Task details
Reproduce the material starting with the line with "Every instance of the white" and going on through the line with "pixel 549 329", swapping every "cairn" for "marker" and changing nothing else.

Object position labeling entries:
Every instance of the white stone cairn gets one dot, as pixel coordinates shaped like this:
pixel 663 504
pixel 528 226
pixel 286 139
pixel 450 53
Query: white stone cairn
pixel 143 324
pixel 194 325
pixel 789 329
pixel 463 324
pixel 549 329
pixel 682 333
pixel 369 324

==

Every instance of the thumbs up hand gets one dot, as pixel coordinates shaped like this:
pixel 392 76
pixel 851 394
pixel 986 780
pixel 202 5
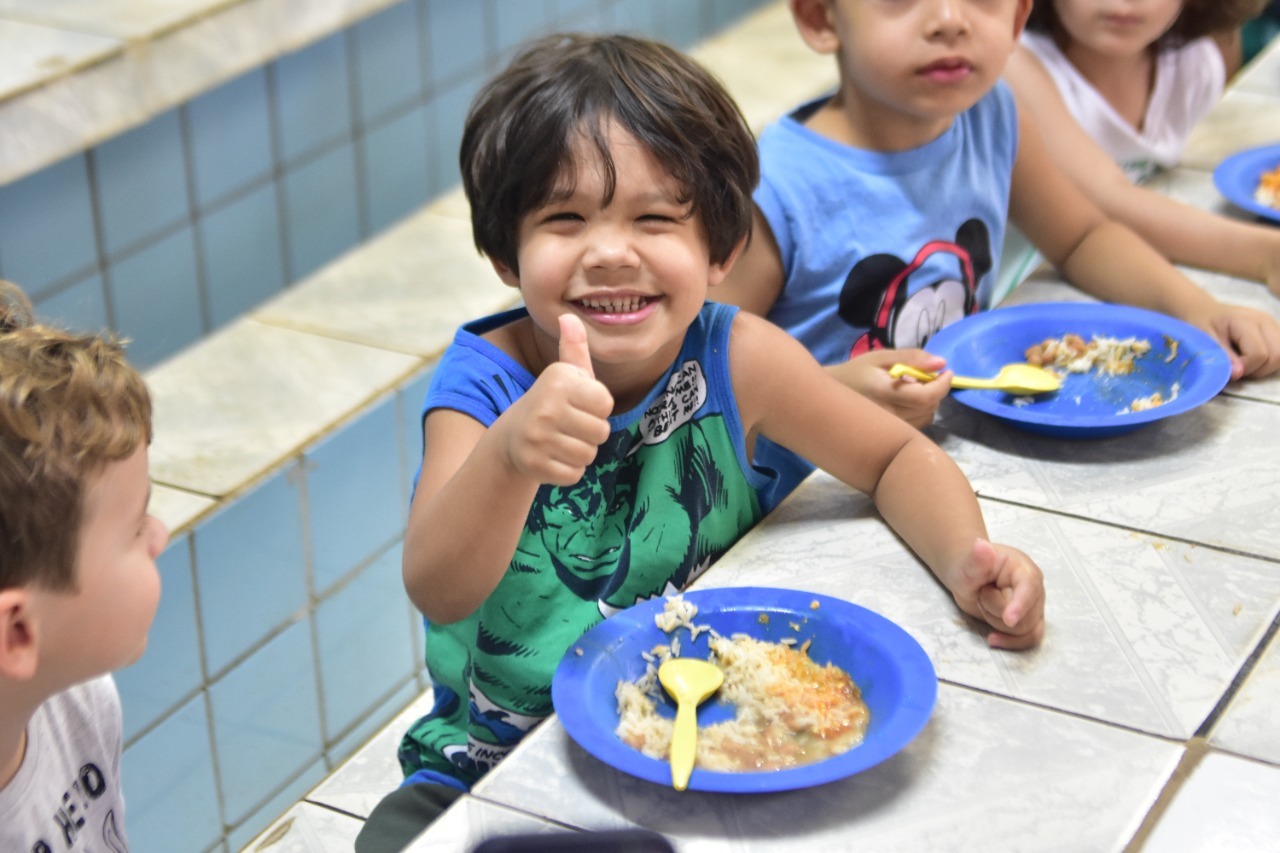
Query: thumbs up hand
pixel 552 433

Response below
Every instance of the white stone marker gets one dot, as pixel coordinates shaped like this:
pixel 663 504
pixel 528 226
pixel 286 139
pixel 450 53
Query: white stone marker
pixel 143 324
pixel 194 325
pixel 789 329
pixel 463 324
pixel 549 329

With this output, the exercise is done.